→ **Textauszug**
----

Wie aber kann ich das mit meinem Beruf verbinden? Nun, indem ich über alles Schöne schreibe, das ich entdecke. Zum Beispiel heute Nacht auf der Dachterrasse des Karl-Olga-Hospitals mitten in Stuttgart. Es ist die längste Mondfinsternis dieses Jahrhunderts, anderthalb Stunden dauert sie, bei sternenklarem Himmel und einem strahlenden Mars rechts unterhalb unseres Trabanten.

An Schlaf wäre eh nicht zu denken, denn in das zweite Bett meines Doppelzimmers haben sie in dieser Nacht eine russische Babuschka mit deutschem Familiennamen und den Körpermaßen und Schnarchgeräuschen eines Walrosses einquartiert – sie spricht fast kein Wort Deutsch und starrt die meiste Zeit mit kleinen, eisblauen Augen mal schweigend mal murmelnd vor sich hin. Also zwei Stockwerke nach oben fahren, auf dieser Terrasse war ich noch nie!

----

→ **Vorliegendes Material**
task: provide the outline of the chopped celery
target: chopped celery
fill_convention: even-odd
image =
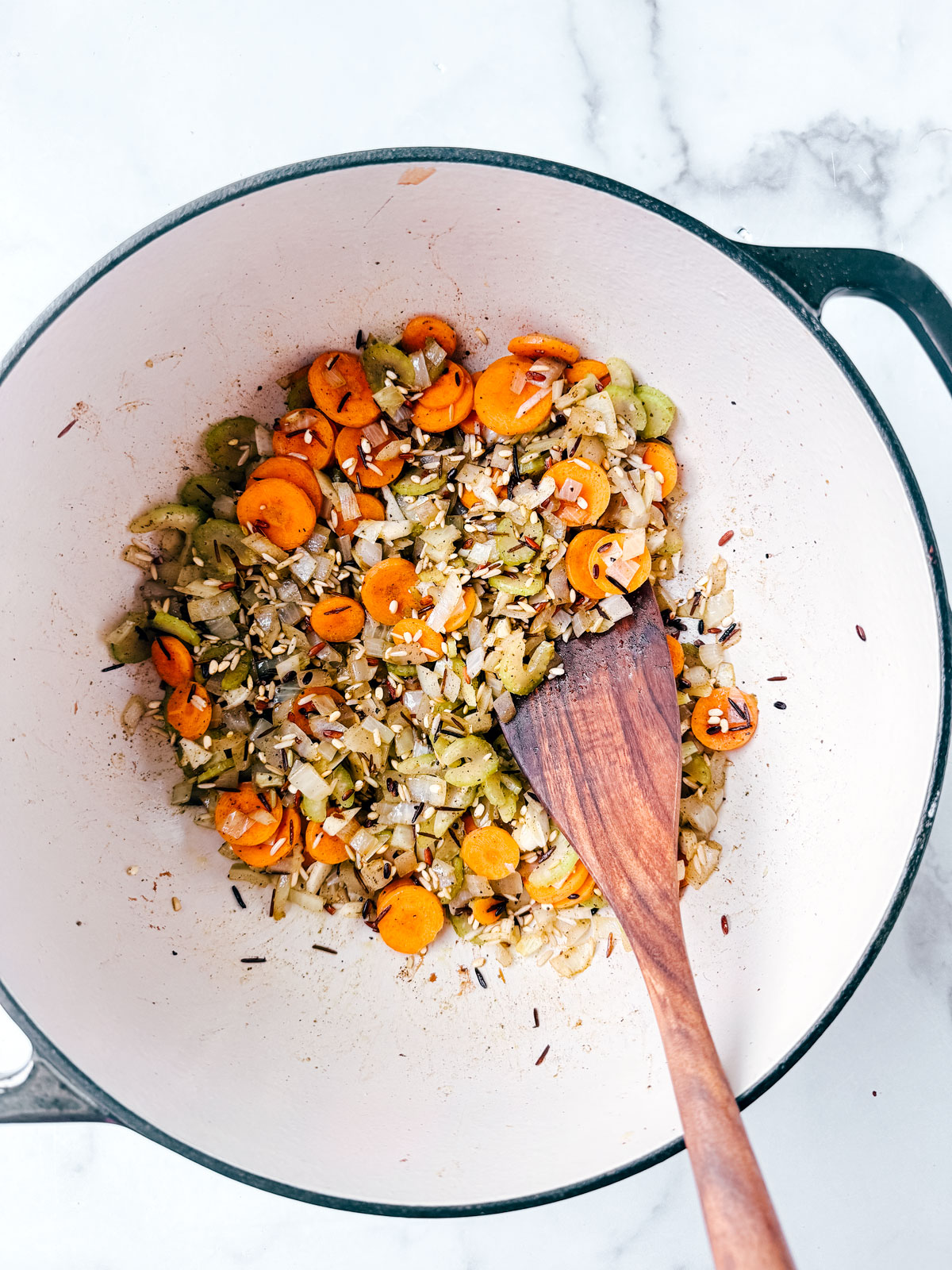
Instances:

----

→ **Arbeitsaufträge**
- a) Wie lange dauert die Mondfinsternis laut dem Textauszug über die Nacht auf der Dachterrasse?
- b) Schreibe den Textauszug über die Nacht der Mondfinsternis im Anschluss an seinen letzten Satz weiter.

→ **Lösungen**
- a) Sie dauert anderthalb Stunden.

- b)
Zunächst aber muss ich den Mond suchen, denn am Horizont ist es noch ein wenig dunstig, und in welche Himmelsrichtung soll ich schauen? Schließlich kommt mir die Logik zur Hilfe: Wo die Sonne untergegangen ist, weiß ich, und wenn der Mond im Erdschatten liegt, muss er in der entgegengesetzten Richtung, im Osten, zu suchen sein. Und da steht er auch, fahl und blutig. Natürlich bin ich nicht allein. Auch andere laufen hin und her, gern mit Handys am Ohr. Eine Mittvierzigerin stellt sich einen Meter neben mich und kommentiert ihrer Telefonpartnerin, welche sich auf der Toilette oder im Bad befindet, im breitesten Schwäbisch jedes Detail. Leider verlässt ihr Pendant das Stille Örtchen nicht, und so ist den Banalitäten schier kein Ende gesetzt.

Schließlich kommt mir eine Idee: Mein Vater hatte sich im vergangenen Jahr zu seiner Beerdigung alle Strophen von Matthias Claudius‘ „Der Mond ist aufgegangen“ gewünscht. Ganz alle fallen mir nicht mehr ein, aber doch viele, und ich fange an zu singen. Instinktiv geht die Dame davon. Stattdessen stellt sich ein alter Herr im gestreiften Hemd neben mich, fast nur ein Schatten. Hat er einen weißen Bart?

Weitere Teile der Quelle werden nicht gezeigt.